● **Given request**
Rewrite only the lines starting at the line that contains "like point(532, 314)." and ending at the line that contains "point(552, 189)", requests included, multiplying every answer coordinate by 2.55 and rounding to whole numbers with halves going up. Leave the numbers in the requests and their sample formats as they are.

**** Exercise material

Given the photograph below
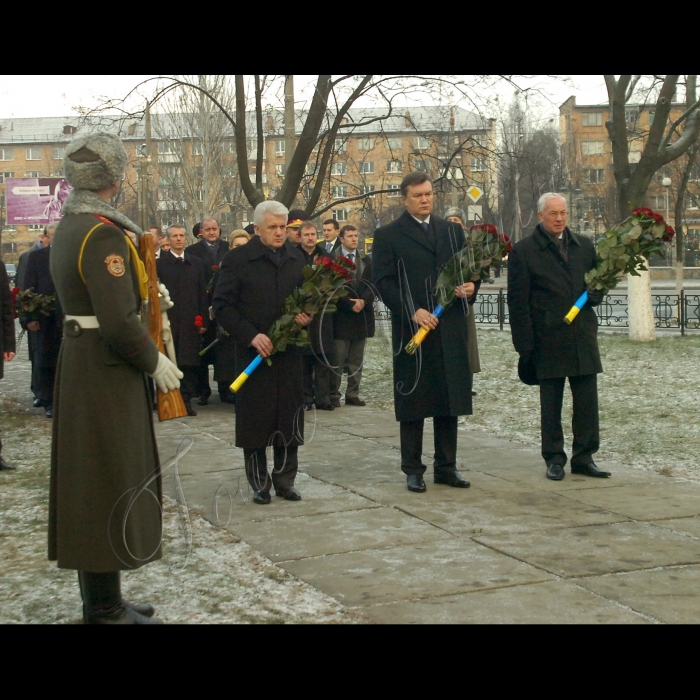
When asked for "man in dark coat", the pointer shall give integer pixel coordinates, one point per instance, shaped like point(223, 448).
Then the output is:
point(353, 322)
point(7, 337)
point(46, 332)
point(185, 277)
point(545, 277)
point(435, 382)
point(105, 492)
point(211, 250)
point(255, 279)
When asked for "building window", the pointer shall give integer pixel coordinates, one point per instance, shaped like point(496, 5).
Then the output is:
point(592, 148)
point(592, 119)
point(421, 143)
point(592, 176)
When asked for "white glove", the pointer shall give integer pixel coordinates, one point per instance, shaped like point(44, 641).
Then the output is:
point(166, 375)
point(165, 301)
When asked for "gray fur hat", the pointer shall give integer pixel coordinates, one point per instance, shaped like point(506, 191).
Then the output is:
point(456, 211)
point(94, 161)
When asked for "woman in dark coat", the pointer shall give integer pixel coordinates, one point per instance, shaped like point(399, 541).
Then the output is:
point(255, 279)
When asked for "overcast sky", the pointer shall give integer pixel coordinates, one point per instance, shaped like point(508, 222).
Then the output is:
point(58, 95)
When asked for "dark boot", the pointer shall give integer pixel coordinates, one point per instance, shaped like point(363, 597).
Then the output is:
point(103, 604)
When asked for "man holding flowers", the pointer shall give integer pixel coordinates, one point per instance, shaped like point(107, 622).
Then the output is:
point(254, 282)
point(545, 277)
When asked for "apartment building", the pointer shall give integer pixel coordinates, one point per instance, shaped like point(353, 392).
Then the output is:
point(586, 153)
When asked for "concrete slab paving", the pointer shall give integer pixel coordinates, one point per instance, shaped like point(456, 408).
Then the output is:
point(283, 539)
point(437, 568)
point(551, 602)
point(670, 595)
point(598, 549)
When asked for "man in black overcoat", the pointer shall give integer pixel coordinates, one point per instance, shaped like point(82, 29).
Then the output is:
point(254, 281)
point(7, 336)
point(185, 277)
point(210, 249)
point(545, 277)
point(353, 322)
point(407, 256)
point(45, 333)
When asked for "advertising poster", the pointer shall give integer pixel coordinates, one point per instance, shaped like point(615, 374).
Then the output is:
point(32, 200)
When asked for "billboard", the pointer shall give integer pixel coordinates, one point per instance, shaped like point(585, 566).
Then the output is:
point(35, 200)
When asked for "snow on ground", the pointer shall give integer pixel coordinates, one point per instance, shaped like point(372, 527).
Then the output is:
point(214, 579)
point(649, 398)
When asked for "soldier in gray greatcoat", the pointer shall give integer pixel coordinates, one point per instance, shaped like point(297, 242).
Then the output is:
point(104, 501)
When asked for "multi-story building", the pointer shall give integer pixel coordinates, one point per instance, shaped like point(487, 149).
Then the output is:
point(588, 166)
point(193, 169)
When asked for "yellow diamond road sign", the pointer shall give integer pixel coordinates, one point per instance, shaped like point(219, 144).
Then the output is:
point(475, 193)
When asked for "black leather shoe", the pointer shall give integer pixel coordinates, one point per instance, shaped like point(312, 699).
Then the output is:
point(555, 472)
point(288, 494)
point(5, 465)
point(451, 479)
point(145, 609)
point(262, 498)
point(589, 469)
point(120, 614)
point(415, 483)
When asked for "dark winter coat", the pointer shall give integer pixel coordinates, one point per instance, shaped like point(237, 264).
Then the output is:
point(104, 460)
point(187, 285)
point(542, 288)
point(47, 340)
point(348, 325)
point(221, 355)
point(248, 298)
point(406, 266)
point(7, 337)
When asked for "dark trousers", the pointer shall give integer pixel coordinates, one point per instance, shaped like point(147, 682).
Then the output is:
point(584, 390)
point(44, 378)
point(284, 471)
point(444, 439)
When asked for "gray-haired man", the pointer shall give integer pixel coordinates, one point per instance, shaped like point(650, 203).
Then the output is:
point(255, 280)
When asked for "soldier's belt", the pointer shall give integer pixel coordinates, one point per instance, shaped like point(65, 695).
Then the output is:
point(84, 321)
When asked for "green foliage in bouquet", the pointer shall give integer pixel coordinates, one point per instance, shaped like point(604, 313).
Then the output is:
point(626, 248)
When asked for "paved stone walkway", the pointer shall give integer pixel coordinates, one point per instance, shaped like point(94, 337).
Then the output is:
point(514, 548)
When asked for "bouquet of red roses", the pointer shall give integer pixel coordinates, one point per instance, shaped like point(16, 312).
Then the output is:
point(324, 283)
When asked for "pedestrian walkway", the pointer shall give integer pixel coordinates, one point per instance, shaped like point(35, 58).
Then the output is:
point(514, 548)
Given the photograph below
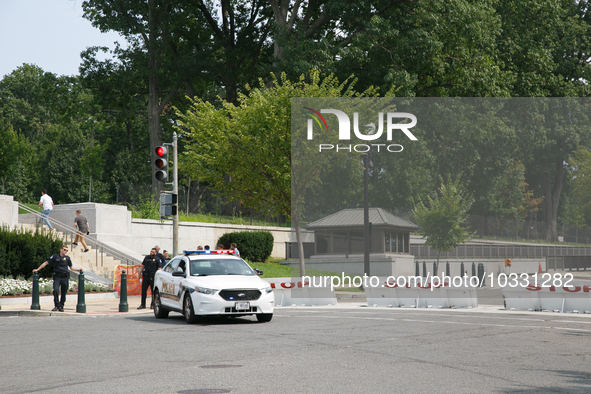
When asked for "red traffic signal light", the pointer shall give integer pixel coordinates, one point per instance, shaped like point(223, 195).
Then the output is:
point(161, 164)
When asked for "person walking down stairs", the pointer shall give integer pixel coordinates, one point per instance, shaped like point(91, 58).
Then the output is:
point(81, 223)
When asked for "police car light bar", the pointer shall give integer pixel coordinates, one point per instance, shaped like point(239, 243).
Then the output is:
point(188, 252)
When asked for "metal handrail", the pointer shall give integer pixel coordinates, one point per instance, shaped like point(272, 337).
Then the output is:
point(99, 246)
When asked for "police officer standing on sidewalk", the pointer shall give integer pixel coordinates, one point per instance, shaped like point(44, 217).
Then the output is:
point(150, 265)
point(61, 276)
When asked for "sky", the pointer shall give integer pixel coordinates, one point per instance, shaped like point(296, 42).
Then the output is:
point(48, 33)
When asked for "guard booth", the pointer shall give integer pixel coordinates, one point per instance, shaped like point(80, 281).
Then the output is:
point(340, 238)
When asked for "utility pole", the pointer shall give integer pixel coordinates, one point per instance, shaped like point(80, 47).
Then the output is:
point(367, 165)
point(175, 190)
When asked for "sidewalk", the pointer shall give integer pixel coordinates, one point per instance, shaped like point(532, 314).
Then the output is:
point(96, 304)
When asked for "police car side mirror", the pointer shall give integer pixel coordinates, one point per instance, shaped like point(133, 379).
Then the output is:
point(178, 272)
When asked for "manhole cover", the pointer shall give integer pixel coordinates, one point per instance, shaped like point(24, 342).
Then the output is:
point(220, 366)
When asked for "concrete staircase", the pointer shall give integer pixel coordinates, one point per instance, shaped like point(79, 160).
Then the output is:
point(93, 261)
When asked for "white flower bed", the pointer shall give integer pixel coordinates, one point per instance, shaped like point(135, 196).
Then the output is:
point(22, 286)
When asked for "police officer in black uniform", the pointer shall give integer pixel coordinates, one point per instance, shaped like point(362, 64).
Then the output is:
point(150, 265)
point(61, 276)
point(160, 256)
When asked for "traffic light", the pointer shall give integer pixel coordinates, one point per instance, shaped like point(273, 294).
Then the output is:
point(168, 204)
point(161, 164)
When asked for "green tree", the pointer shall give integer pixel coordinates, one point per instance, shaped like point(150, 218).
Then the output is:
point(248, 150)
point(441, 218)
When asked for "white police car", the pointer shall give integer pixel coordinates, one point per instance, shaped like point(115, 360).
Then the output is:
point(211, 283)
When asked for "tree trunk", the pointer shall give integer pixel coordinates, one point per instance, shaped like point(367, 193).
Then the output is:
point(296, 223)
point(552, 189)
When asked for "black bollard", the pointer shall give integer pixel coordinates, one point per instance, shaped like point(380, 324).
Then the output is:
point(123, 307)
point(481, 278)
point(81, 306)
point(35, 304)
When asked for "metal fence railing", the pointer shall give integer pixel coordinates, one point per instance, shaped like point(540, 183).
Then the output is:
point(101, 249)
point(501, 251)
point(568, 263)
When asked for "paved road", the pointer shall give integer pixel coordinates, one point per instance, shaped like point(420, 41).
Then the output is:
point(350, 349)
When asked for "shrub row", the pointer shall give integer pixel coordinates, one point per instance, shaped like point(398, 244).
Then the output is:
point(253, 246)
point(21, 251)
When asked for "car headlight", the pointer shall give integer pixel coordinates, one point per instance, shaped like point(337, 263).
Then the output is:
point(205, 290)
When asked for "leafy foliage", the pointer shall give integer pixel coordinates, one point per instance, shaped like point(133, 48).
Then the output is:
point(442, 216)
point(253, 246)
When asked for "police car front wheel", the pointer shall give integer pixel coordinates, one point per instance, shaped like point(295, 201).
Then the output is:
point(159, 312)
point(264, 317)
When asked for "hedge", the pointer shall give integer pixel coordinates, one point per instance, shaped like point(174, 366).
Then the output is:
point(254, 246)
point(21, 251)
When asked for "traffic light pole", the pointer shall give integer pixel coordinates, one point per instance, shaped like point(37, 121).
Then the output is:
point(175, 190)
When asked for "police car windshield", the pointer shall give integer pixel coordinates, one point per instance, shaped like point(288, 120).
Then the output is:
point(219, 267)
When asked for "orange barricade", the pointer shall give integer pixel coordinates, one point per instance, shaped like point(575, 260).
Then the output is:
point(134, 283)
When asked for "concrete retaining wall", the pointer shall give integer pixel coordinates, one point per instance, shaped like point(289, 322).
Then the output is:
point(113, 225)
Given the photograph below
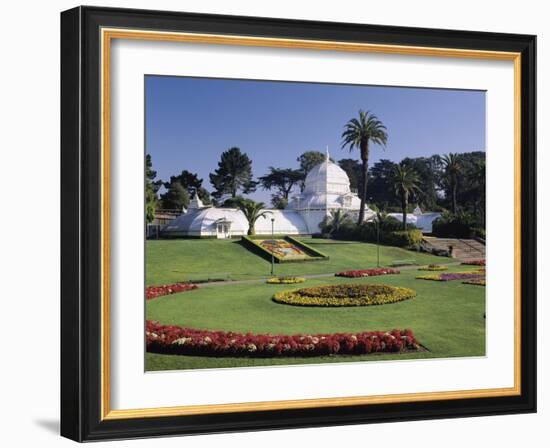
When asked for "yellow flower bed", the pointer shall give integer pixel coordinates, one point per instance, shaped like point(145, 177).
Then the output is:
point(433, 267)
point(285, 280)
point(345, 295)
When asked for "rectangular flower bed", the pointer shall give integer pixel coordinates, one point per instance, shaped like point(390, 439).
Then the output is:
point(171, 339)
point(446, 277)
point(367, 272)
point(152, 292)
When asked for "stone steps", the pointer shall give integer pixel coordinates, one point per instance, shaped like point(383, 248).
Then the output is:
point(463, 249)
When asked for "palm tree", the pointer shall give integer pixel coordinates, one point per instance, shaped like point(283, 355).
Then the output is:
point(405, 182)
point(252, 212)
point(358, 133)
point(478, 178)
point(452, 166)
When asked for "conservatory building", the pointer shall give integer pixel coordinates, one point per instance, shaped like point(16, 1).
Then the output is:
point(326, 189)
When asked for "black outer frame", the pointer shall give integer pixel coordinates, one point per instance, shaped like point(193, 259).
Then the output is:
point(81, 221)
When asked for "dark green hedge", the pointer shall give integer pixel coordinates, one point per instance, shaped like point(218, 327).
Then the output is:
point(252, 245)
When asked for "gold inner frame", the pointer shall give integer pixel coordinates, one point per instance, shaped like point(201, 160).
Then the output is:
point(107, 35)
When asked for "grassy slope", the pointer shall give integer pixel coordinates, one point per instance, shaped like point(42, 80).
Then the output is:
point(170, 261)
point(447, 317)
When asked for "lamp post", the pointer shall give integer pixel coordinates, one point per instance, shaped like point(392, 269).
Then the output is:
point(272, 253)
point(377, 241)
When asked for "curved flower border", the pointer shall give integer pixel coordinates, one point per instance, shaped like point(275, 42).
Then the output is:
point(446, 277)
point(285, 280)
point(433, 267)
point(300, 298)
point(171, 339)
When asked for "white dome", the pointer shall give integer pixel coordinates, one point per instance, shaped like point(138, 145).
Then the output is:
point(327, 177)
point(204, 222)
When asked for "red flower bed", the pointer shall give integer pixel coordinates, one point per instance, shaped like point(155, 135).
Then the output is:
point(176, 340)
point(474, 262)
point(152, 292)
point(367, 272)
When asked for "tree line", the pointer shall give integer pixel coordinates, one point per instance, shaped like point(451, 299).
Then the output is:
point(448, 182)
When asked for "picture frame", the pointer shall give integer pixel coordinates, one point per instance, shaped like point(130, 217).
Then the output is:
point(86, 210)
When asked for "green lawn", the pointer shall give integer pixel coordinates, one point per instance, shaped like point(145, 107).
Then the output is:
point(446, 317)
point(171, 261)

********

● **Solution to the exercise**
When asked for "sidewalk", the pointer shall give integer pixel coordinates, one point per instance, shaped like point(532, 314).
Then the output is:
point(245, 775)
When asked for "police car side mirror", the pointer shall give integer pixel coordinates, one point per instance, shaped like point(133, 379).
Then the output is:
point(454, 694)
When asked for "manhole cover", the pointer shall give integer pixel coordinates, one point per instance, shaped like point(24, 342).
Then the output is:
point(561, 933)
When asked for "concrete staircase", the pointer shall give integer pixel coordinates, one point per instance, shaped like point(79, 160).
Then the output is:
point(237, 666)
When asked for "white flower bed", the pointer shall give integer pixel coordinates, one point per instance, shaped like point(135, 196).
Then the output is:
point(56, 729)
When asked for "police officer in black uniform", the pointer shall give integer pixel coordinates, one point per instance, shaped like point(362, 64).
Then the output is:
point(383, 676)
point(156, 704)
point(408, 653)
When asked for "traffic light", the pointer shall give integer pixel coordinates, one point per instance, shaped like point(273, 294).
Then the output is:
point(428, 520)
point(411, 418)
When asked for "green tree", the pointer shall give integer pixel coordinates, one point per instance, shaped like point(150, 218).
Then the output is:
point(632, 383)
point(1125, 556)
When asked for "white police car", the pointer shall give integer pixel coordinates, one point per instance, shaped like point(115, 360).
Then the output is:
point(538, 722)
When asked for "tree trunk", the pointer shall give integer pixel coordinates, one point per instance, shaped like point(367, 193).
Then the output is:
point(755, 569)
point(1408, 482)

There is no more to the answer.